• **Task**
Reproduce all records exactly.

• **Exercise data**
● ● ● ● ● ● ●
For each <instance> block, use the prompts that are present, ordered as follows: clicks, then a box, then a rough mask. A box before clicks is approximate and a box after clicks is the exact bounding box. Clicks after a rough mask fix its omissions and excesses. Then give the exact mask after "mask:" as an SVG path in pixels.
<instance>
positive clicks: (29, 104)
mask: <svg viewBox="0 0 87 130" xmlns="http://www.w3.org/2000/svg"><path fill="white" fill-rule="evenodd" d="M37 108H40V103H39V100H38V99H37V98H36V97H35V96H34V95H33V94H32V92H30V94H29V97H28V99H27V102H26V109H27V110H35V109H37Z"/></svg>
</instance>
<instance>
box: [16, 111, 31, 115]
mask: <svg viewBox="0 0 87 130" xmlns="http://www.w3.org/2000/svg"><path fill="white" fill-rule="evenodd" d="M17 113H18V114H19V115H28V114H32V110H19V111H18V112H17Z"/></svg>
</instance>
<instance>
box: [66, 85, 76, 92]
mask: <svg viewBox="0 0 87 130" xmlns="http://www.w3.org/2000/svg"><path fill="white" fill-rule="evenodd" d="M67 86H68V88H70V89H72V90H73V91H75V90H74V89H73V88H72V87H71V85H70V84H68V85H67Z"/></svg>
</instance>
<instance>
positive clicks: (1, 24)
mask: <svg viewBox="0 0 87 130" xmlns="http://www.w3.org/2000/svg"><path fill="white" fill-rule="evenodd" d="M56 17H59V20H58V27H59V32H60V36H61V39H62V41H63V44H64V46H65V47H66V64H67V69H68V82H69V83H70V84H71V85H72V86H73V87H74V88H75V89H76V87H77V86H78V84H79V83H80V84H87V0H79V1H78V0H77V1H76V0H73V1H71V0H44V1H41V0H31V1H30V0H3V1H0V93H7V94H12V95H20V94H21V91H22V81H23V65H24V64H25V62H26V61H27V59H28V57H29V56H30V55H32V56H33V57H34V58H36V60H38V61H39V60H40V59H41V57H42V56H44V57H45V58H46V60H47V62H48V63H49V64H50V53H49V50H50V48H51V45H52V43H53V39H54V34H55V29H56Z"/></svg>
● ● ● ● ● ● ●
• **Your response**
For each <instance> block, use the prompts that are present, ordered as follows: clicks, then a box, then a rough mask. A box before clicks is approximate and a box after clicks is the exact bounding box. Clicks after a rough mask fix its omissions and excesses. Then give the exact mask after "mask:" as an SVG path in pixels.
<instance>
positive clicks: (29, 104)
mask: <svg viewBox="0 0 87 130" xmlns="http://www.w3.org/2000/svg"><path fill="white" fill-rule="evenodd" d="M37 108H40V103H39V100H38V99H37V98H36V97H35V96H34V95H33V94H32V92H30V94H29V97H28V99H27V102H26V109H27V110H35V109H37Z"/></svg>
</instance>
<instance>
box: [16, 111, 31, 115]
mask: <svg viewBox="0 0 87 130" xmlns="http://www.w3.org/2000/svg"><path fill="white" fill-rule="evenodd" d="M17 113H18V114H19V115H28V114H32V110H19V111H18V112H17Z"/></svg>
</instance>
<instance>
box: [66, 85, 76, 92]
mask: <svg viewBox="0 0 87 130" xmlns="http://www.w3.org/2000/svg"><path fill="white" fill-rule="evenodd" d="M67 86H68V88H70V89H72V90H73V91H75V90H74V89H73V88H72V87H71V85H70V84H68V85H67Z"/></svg>
</instance>
<instance>
positive clicks: (1, 24)
mask: <svg viewBox="0 0 87 130" xmlns="http://www.w3.org/2000/svg"><path fill="white" fill-rule="evenodd" d="M56 17H59V20H58V27H59V32H60V36H61V39H62V41H63V44H64V46H65V47H66V64H67V69H68V82H69V83H70V84H71V85H72V86H73V87H74V88H75V89H76V87H77V86H78V84H79V83H80V84H87V0H79V1H78V0H77V1H76V0H73V1H71V0H44V1H41V0H31V1H30V0H3V1H0V93H7V94H12V95H20V94H21V91H22V81H23V65H24V64H25V62H26V61H27V59H28V57H29V56H30V55H32V56H33V57H34V58H36V60H38V61H39V60H40V59H41V57H42V56H44V57H45V58H46V60H47V62H48V63H49V64H50V53H49V50H50V48H51V45H52V43H53V39H54V34H55V29H56Z"/></svg>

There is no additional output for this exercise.